#### [GIVEN INSTRUCTION]
Keep only the lines of the data below that contain the string "woman", copying each matching line in full. Matching is case-sensitive.

[Pointing and labeling entries]
>>>>>
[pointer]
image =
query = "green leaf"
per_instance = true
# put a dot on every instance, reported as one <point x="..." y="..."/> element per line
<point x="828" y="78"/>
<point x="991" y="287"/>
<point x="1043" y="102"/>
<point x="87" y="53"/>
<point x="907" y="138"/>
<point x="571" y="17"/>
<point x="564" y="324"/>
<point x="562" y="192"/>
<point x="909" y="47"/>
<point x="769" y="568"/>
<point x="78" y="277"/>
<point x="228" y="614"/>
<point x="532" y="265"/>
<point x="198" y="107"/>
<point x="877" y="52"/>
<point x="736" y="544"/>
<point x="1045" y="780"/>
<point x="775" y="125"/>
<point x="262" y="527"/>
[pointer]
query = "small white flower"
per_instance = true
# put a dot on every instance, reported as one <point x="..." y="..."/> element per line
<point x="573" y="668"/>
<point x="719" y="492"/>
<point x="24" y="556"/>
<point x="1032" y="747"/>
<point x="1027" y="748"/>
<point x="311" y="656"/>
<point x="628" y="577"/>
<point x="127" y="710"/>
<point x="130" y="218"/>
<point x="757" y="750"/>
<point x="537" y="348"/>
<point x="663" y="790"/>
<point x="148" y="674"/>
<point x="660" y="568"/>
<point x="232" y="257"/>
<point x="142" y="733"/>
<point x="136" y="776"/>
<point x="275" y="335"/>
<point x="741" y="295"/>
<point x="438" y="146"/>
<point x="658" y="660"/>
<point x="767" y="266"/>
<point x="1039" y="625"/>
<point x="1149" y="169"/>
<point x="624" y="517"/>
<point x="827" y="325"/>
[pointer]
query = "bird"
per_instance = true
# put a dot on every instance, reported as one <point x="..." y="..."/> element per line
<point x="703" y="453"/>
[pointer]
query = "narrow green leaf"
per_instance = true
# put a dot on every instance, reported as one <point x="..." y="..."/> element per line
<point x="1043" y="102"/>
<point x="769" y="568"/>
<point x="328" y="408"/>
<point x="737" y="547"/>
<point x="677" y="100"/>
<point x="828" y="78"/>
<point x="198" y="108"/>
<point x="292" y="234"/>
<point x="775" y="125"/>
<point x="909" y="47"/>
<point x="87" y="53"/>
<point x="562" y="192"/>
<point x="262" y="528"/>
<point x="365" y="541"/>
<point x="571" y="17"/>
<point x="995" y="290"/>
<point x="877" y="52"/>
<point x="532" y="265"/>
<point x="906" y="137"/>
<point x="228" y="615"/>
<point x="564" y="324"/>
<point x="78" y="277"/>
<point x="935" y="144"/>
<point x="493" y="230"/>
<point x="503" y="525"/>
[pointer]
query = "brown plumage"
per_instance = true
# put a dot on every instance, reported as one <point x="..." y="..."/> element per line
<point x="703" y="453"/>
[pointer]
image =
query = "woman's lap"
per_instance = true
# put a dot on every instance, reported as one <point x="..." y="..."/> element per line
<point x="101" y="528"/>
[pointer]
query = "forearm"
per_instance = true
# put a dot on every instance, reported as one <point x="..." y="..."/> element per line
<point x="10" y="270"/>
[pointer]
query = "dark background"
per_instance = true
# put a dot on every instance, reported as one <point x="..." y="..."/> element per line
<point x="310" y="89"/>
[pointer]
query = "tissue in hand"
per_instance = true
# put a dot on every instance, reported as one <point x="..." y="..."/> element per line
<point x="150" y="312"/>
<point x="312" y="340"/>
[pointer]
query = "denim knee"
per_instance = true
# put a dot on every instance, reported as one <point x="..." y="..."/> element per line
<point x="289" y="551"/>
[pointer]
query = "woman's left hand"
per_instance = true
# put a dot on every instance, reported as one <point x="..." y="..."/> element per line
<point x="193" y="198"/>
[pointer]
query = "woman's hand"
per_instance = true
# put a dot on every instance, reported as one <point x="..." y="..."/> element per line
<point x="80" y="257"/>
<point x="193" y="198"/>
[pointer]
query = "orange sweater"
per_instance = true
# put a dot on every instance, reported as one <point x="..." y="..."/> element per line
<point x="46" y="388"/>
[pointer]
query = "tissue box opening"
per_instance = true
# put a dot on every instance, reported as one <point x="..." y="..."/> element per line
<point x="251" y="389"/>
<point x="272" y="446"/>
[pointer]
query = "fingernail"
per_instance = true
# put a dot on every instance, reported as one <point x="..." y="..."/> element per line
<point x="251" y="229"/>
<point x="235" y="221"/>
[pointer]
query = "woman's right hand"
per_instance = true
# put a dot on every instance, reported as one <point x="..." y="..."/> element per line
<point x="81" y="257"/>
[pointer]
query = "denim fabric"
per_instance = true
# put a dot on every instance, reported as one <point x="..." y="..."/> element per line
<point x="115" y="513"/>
<<<<<
#### [TASK ANSWER]
query = "woman's lap"
query = "woman's left hand"
query = "woman's hand"
query = "woman's right hand"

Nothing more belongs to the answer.